▶ [Stored records]
START

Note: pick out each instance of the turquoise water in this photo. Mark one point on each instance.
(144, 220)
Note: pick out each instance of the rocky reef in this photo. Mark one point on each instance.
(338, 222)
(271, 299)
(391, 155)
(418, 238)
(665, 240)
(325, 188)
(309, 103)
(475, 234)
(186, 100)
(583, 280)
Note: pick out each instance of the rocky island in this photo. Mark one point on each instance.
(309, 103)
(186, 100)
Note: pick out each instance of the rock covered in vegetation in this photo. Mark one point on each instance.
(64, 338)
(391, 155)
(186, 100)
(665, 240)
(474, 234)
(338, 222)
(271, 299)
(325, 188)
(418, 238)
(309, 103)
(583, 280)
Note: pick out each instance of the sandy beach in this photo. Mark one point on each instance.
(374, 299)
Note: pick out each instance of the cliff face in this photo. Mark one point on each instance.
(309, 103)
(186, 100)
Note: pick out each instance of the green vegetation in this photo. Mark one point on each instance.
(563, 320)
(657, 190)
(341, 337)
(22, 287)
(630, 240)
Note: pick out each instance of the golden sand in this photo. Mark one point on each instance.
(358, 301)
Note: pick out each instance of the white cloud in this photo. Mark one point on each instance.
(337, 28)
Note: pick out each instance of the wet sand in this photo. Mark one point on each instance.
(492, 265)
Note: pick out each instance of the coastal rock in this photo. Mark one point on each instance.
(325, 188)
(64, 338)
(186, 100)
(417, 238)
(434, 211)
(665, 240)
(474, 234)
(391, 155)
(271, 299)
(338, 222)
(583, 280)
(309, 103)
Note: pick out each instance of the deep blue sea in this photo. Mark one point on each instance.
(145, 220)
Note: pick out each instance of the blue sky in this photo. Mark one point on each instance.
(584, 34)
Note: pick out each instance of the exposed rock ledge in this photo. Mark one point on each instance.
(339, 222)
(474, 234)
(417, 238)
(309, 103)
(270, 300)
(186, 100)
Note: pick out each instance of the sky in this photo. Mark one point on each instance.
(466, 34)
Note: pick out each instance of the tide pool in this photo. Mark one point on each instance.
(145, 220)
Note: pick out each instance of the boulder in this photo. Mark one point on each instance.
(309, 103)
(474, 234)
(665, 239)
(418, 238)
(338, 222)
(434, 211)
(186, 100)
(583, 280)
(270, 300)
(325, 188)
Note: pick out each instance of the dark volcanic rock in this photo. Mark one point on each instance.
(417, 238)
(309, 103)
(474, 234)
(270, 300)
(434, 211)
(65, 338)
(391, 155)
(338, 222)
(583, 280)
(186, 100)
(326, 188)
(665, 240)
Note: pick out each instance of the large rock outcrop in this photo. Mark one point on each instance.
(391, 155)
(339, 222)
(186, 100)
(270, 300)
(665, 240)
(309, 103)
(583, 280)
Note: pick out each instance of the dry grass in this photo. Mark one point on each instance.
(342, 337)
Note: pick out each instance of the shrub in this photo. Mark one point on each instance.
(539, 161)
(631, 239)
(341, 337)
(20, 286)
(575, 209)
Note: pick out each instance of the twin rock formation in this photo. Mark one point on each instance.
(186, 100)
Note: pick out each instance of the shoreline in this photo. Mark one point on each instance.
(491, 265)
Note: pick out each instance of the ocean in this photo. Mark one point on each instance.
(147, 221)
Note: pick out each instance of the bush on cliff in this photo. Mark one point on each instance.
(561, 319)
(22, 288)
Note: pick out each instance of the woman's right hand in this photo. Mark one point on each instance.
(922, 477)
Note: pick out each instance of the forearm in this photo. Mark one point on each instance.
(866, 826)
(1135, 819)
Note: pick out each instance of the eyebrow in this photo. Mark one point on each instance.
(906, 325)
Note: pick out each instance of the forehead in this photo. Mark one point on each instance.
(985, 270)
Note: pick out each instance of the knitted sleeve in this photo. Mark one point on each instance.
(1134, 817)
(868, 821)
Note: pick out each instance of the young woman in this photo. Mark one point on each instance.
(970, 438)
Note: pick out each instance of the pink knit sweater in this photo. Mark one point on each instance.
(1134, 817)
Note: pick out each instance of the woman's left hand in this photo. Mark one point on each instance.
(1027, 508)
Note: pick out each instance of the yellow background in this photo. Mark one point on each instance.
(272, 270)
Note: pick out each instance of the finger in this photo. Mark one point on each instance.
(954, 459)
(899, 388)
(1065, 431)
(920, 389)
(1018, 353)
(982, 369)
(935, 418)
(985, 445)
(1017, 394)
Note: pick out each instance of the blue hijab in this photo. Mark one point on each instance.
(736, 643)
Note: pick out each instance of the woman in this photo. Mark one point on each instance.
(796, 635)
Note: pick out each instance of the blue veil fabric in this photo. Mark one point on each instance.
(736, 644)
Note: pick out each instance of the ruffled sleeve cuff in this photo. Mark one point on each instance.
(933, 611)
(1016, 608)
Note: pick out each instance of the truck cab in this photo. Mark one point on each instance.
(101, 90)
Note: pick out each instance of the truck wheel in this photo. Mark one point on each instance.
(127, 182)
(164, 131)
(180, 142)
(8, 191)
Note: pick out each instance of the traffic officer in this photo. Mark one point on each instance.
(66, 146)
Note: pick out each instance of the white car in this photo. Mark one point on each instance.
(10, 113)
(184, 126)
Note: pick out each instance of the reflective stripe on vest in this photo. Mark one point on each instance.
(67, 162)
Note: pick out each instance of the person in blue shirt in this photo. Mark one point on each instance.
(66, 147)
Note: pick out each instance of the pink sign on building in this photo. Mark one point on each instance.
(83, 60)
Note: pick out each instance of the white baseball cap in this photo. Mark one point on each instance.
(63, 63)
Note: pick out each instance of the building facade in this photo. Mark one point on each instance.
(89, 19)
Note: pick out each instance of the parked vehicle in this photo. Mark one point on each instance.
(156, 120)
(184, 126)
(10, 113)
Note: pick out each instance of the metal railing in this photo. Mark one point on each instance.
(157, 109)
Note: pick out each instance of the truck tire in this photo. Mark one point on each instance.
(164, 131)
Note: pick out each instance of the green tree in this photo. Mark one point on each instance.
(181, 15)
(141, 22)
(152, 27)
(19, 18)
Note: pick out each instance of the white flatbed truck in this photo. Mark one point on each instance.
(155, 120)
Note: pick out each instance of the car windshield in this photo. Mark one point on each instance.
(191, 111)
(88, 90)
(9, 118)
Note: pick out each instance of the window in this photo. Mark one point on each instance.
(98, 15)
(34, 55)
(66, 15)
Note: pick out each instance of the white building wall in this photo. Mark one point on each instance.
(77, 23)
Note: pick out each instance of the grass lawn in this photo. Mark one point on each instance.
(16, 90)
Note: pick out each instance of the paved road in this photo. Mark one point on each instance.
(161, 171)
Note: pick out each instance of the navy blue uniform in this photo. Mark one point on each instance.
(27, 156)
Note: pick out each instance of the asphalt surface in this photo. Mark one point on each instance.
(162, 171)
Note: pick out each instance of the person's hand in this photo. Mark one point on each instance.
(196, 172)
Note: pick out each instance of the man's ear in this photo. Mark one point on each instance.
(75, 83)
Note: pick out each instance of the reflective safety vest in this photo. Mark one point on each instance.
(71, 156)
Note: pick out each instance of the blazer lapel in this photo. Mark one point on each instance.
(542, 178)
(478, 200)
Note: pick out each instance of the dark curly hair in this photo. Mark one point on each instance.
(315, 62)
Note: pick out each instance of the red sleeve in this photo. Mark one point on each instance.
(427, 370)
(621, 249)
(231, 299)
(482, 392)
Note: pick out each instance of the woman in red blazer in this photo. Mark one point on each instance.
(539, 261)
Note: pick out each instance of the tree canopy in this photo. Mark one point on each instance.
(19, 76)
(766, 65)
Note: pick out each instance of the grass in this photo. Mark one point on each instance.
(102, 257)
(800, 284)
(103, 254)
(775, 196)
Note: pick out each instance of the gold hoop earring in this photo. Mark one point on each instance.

END

▶ [What is being asked] Make a verbatim copy of every entry shown above.

▶ [Response to this exercise]
Note: pick out each instance of the turquoise water in this photo. Mark one point on each instance.
(144, 220)
Note: pick out each instance of the rocky reef in this photo. Mark one point on each instance.
(338, 222)
(271, 299)
(391, 155)
(418, 238)
(665, 240)
(325, 188)
(309, 103)
(475, 234)
(186, 100)
(583, 280)
Note: pick out each instance of the rocky island in this photo. Mark one point on each instance.
(309, 103)
(186, 100)
Note: pick out each instance of the rock covered in vegetation in this photo. Mark one point on each instance.
(64, 338)
(391, 155)
(186, 100)
(665, 240)
(474, 234)
(338, 222)
(271, 299)
(325, 188)
(418, 238)
(309, 103)
(583, 280)
Note: pick out each instance of the sandy beach in this photo. Mark one point on each instance.
(374, 299)
Note: pick out each instance of the cliff face in this photo. Mark one point on each instance.
(309, 103)
(186, 100)
Note: pick out each instance of the green vegetation in this photo. Mark one point on each instance.
(563, 320)
(657, 190)
(341, 337)
(22, 287)
(630, 240)
Note: pick out each instance of the golden sand in this photo. Mark one point on each instance.
(358, 301)
Note: pick out each instance of the white cloud in this photo. Mark one point on each instance.
(337, 28)
Note: pick out each instance of the wet sand in this photo. Mark one point on each instance.
(492, 265)
Note: pick out each instance of the coastal rock in this photo. Mark one point on each instance.
(325, 188)
(64, 338)
(186, 100)
(417, 238)
(434, 211)
(665, 240)
(474, 234)
(391, 155)
(271, 299)
(338, 222)
(583, 280)
(309, 103)
Note: pick out each instance of the deep blue sea in this photo. Mark one point on each instance.
(145, 220)
Note: pick out each instance of the blue sky in this photo. Mark one point on each instance.
(584, 34)
Note: pick out each instance of the exposed rock ledge in this photo. Mark one point on each instance.
(339, 222)
(474, 234)
(417, 238)
(309, 103)
(270, 300)
(186, 100)
Note: pick out each instance of the sky in this photo. Mark one point on each instance.
(466, 34)
Note: pick out each instance of the tide pool in this photo. Mark one point on each instance.
(145, 220)
Note: pick out each instance of the boulder in this photo. Mark one point on each instance.
(309, 103)
(474, 234)
(665, 239)
(418, 238)
(338, 222)
(434, 211)
(186, 100)
(583, 280)
(270, 300)
(325, 188)
Note: pick out each instance of the dark volcanic rock in this photo. Mark one point on each instance.
(417, 238)
(309, 103)
(474, 234)
(270, 300)
(434, 211)
(65, 338)
(391, 155)
(338, 222)
(583, 280)
(186, 100)
(326, 188)
(665, 240)
Note: pick out each instance of the large rock outcrop in this photo. Mark one point on each instance.
(391, 155)
(339, 222)
(186, 100)
(270, 300)
(665, 240)
(309, 103)
(583, 280)
Note: pick out each instance of the dry grass in this photo. Mark one point on each instance.
(342, 337)
Note: pick out each instance of the shrub in this photo. Mark one point on each instance.
(539, 161)
(631, 239)
(341, 337)
(20, 286)
(575, 209)
Note: pick out each instance of the twin rock formation in this photo. Mark one point on each instance.
(186, 100)
Note: pick out each instance of the shoreline in this photo. Mark one point on each instance.
(491, 265)
Note: pick out each instance of the ocean in this photo. Mark one point on each instance.
(147, 221)
Note: pick out each instance of the bush on cliff in this photo. Mark one point on each instance.
(561, 319)
(22, 288)
Note: pick out each instance of the woman's right hand in this photo. Mark one point on each instance.
(922, 477)
Note: pick out each instance of the forearm in this photo. Mark one point on each instance.
(866, 826)
(1135, 819)
Note: pick out each instance of the eyebrow in this photo. Mark one point on each instance.
(906, 325)
Note: pick out each instance of the forehead in this photo. Mark one point on each instance.
(985, 270)
Note: pick out each instance of the knitted sleeve in this photo. Mark one point on each instance.
(1134, 817)
(868, 821)
Note: pick out each instance of the young woman in this photo. Mark one point on each instance.
(970, 438)
Note: pick out each instance of the pink knit sweater in this photo. Mark one point on each instance.
(1134, 817)
Note: pick out each instance of the woman's left hand in this photo. Mark one point on each instance.
(1027, 508)
Note: pick out each instance of the yellow background in this photo. Mark one point on each instance.
(272, 270)
Note: pick out each instance of the finger in this photo. Mark one point on each instance.
(954, 459)
(899, 388)
(1065, 431)
(920, 389)
(1018, 353)
(982, 369)
(935, 418)
(985, 445)
(1017, 394)
Note: pick out each instance of the blue hijab in this photo. Mark one point on each instance.
(736, 643)
Note: pick out each instance of the woman in this photo. Mark one point on each instance.
(796, 635)
Note: pick out each instance of the blue veil fabric in this photo. Mark one point on each instance.
(736, 644)
Note: pick out each instance of the ruffled sleeve cuff in this photo. Mark one point on each instance.
(933, 611)
(1016, 608)
Note: pick out each instance of the truck cab in this photo. Mark one point on each instance.
(101, 90)
Note: pick out each instance of the truck wheel in this photo. Mark one point on each instance.
(127, 182)
(164, 131)
(180, 142)
(8, 191)
Note: pick out each instance of the traffic officer in this photo. Mark one point on each instance.
(66, 146)
Note: pick out each instance of the white car in this photo. Mark one point on each instance.
(10, 113)
(184, 126)
Note: pick out each instance of the reflective stripe on vest in this photo. Mark one point on each instance.
(67, 162)
Note: pick out each instance of the person in blue shirt in this photo. Mark one point on each instance.
(66, 147)
Note: pick out each instance of the pink sign on building in this photo. Mark one point on each instance.
(83, 60)
Note: pick out each instance of the white baseball cap in this photo. Mark one point on each instance.
(63, 63)
Note: pick out each instance of the building facade in this photo. Mark one point on each instance.
(89, 19)
Note: pick out each instance of the parked vehicle in this photo. Mark one point on each instance.
(156, 120)
(184, 126)
(10, 113)
Note: pick out each instance of the metal railing in this photo. Mark one point on each instance.
(157, 109)
Note: pick out each instance of the truck tire in this photo. Mark one point on each instance.
(164, 131)
Note: pick out each instance of the green tree in this photo. Mark one point on each instance.
(181, 15)
(141, 22)
(152, 27)
(19, 18)
Note: pick out each instance of the white flatbed truck in this photo. Mark one point on each instance.
(155, 120)
Note: pick out each instance of the car windshield in this photo. Mark one point on each instance.
(191, 111)
(88, 90)
(9, 118)
Note: pick out each instance of the window in this photo. Mark one point on each instance.
(98, 15)
(34, 55)
(66, 15)
Note: pick out each instance of the white building wall in this photo. Mark one point on each instance.
(77, 23)
Note: pick out each instance of the grass lawn in this photo. Mark one point on each instance.
(16, 90)
Note: pick out each instance of the paved road in this photo. Mark one point on each instance.
(161, 171)
Note: pick out each instance of the navy blue uniform in this photo. Mark one point on each instance.
(27, 156)
Note: pick out each instance of the asphalt surface in this photo. Mark one point on each instance.
(162, 171)
Note: pick out each instance of the person's hand in this photo. Mark one point on each instance.
(196, 172)
Note: pick out each instance of the man's ear in this photo. Mark one point on each instance.
(75, 83)
Note: pick out each instance of the reflective safety vest in this photo. Mark one point on each instance.
(71, 156)
Note: pick out each instance of the blazer lapel in this photo. Mark one point on each instance.
(542, 178)
(478, 200)
Note: pick out each instance of the dark curly hair in this photo. Mark one point on each instance.
(315, 62)
Note: pick out each instance of the red sleeve in this photo. Mark one point on each instance.
(427, 370)
(621, 249)
(231, 299)
(482, 392)
Note: pick out each instance of the woman in red blazer in this photo. Mark one point on each instance.
(539, 261)
Note: pick out each instance of the tree canopy in this photo. Mark one point on each instance.
(19, 76)
(766, 65)
Note: pick out each instance of the grass in this photo. Mark one point on each instance.
(102, 257)
(800, 284)
(103, 254)
(775, 196)
Note: pick out each instance of the gold hoop earring in this photo. Mark one point on each instance.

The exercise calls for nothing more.